--- Given data ---
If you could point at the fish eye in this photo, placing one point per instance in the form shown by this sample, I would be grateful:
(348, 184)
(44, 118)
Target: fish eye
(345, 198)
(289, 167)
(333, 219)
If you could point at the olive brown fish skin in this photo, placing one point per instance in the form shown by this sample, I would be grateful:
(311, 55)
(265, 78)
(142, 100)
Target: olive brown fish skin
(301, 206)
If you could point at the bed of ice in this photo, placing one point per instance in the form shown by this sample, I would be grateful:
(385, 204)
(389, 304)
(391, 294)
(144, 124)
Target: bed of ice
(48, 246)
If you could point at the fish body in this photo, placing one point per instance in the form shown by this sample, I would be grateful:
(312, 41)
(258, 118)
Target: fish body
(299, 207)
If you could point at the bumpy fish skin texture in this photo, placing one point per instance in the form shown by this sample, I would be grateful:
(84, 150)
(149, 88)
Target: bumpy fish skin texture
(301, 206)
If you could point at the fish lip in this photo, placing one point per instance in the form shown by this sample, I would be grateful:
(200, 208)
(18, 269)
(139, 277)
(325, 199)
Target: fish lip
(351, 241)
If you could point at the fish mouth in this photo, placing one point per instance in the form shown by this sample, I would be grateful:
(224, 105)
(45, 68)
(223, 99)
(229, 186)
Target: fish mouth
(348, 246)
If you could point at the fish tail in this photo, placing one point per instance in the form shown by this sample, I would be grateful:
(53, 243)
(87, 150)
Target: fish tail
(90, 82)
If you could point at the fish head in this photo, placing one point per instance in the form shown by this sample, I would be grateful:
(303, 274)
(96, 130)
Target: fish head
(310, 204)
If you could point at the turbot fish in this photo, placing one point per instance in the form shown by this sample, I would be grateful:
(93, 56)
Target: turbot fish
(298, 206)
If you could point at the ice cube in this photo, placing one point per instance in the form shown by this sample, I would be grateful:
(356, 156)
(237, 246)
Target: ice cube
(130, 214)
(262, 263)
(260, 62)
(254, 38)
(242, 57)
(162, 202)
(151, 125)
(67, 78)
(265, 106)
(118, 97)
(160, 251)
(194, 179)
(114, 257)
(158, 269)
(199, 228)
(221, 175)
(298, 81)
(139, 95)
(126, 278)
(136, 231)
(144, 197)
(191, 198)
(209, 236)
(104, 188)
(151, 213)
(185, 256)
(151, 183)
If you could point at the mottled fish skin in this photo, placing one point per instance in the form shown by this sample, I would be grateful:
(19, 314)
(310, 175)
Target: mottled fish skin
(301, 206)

--- Your objective ---
Could you repeat the listing above, exactly as it is shown?

--- Answer to this task ---
If you could point at the fish eye in this photo, placing one point per instance in the form shown by this sample, I would be grateful:
(348, 184)
(44, 118)
Target: fish eye
(345, 198)
(289, 167)
(333, 219)
If you could point at the olive brown fish skin in this photo, placing one point per instance in the form shown by this sample, I would be grateful:
(311, 55)
(265, 78)
(142, 100)
Target: olive brown fish skin
(301, 206)
If you could point at the bed of ice in this photo, placing one point per instance in the form shown by this sample, I would be grateful:
(385, 204)
(389, 304)
(391, 294)
(144, 124)
Target: bed of ice
(48, 246)
If you could point at the fish body in this photo, placing one point per instance in the form shown by this sample, I would be grateful:
(312, 41)
(258, 118)
Target: fish body
(299, 207)
If you could point at the bumpy fish skin texture in this photo, placing one point per instance in the form shown by this sample, I would be grateful:
(84, 150)
(149, 88)
Target: bumpy fish skin texture
(301, 206)
If you could point at the fish lip in this photo, placing one point per instance in the form shown by this sample, I would be grateful:
(200, 208)
(18, 269)
(139, 277)
(325, 199)
Target: fish lip
(351, 241)
If you could point at the fish mouth in this photo, placing one point per instance in the form shown by this sample, I would be grateful:
(224, 105)
(45, 68)
(223, 99)
(229, 186)
Target: fish mouth
(348, 246)
If you could point at the fish tail in this photo, placing one point per instance in the form shown by this sample, I would be grateful:
(53, 243)
(87, 150)
Target: fish tail
(90, 82)
If you could point at the fish head in this photo, placing one point per instance in the form shown by this sample, I would be grateful:
(303, 274)
(96, 130)
Target: fish head
(310, 204)
If you could point at the turbot fish in this photo, placing one point per instance in the form shown by this sample, I would be grateful:
(93, 56)
Target: turbot fish
(298, 206)
If you could point at the ice cube in this photo, placing one point per instance in the form shown by this sample, I would be grateful:
(356, 156)
(237, 246)
Target: ice cube
(130, 214)
(262, 263)
(260, 62)
(254, 38)
(242, 57)
(162, 202)
(151, 125)
(67, 78)
(265, 106)
(118, 97)
(160, 251)
(194, 179)
(114, 257)
(158, 269)
(199, 228)
(221, 175)
(298, 81)
(139, 95)
(126, 278)
(136, 231)
(144, 197)
(191, 198)
(209, 236)
(104, 188)
(151, 213)
(185, 256)
(151, 183)
If you could point at the mottled fish skin in this photo, placing one point per instance in the form shown by this sample, I would be grateful:
(19, 314)
(310, 175)
Target: mottled fish skin
(301, 206)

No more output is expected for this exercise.